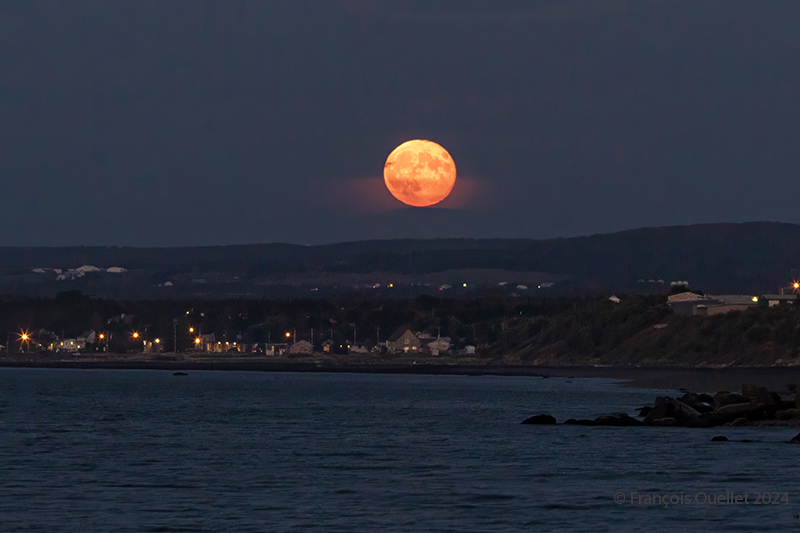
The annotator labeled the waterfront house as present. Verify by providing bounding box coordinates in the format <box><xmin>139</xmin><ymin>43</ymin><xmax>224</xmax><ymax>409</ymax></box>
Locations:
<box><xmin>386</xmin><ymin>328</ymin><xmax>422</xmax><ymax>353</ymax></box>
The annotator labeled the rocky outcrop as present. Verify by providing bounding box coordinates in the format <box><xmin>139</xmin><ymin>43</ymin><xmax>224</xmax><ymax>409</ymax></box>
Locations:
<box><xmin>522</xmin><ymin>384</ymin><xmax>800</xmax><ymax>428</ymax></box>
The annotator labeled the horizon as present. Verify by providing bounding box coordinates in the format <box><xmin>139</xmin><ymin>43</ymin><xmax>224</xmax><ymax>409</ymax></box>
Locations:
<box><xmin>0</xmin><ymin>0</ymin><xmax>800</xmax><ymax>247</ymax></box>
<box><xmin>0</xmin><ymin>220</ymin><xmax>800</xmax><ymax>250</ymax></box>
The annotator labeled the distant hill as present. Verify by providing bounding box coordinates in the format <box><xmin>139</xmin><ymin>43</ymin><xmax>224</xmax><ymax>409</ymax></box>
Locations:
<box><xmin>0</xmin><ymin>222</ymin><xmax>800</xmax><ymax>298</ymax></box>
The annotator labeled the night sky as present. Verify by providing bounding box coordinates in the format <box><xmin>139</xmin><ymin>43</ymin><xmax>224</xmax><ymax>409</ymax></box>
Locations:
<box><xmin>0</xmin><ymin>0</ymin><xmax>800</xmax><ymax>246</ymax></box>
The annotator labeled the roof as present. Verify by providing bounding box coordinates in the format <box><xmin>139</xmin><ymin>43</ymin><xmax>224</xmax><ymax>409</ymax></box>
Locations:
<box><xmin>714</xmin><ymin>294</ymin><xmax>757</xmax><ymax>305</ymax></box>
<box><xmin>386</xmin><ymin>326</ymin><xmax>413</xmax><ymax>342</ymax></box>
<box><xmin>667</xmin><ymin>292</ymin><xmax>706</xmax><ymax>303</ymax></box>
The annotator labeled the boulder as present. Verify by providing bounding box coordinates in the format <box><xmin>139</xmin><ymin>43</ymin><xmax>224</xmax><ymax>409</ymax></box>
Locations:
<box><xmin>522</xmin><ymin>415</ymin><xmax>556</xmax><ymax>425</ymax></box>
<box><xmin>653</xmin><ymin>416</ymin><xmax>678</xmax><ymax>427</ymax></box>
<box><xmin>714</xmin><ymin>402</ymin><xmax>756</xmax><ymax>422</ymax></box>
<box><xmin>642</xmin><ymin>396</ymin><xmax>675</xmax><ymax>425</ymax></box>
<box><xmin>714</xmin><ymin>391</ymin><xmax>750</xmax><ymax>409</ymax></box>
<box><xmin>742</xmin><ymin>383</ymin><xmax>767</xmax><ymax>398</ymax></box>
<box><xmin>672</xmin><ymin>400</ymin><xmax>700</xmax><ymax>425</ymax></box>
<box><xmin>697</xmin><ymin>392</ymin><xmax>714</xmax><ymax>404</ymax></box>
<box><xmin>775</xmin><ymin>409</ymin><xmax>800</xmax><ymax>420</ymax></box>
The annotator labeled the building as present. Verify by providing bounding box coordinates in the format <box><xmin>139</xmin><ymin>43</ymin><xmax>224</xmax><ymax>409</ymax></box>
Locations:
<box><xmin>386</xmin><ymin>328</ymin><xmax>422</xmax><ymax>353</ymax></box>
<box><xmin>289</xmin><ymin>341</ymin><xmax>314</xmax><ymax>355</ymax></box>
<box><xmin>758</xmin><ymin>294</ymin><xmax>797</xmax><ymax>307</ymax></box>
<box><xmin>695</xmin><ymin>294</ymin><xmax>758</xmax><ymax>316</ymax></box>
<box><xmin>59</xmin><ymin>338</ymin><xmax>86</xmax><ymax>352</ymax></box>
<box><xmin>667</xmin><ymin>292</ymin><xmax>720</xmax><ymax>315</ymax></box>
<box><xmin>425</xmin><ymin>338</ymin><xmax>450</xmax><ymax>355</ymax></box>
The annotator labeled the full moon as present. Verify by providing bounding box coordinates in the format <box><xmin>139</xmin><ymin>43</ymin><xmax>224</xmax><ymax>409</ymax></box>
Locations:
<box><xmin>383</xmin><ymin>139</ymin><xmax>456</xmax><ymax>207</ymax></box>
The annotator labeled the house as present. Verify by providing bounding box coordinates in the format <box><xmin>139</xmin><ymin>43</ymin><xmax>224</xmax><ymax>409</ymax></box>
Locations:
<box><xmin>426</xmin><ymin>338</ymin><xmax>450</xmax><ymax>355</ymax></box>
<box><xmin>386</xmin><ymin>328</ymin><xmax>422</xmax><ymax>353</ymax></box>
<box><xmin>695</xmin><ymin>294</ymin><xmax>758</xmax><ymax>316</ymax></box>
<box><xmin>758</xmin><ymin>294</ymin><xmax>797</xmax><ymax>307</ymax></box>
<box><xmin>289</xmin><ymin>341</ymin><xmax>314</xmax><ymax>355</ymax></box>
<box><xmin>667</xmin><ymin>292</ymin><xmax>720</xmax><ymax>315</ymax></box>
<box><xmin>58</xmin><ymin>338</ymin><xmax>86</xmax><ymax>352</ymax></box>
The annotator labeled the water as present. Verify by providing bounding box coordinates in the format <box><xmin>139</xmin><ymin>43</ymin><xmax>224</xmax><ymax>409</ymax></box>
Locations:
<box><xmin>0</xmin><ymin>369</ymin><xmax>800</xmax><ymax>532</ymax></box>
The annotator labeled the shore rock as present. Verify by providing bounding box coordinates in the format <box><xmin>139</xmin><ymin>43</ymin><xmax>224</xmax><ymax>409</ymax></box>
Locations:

Challenge. Count the lines in the records above that contain the word "house" and give only that number.

Final result. 2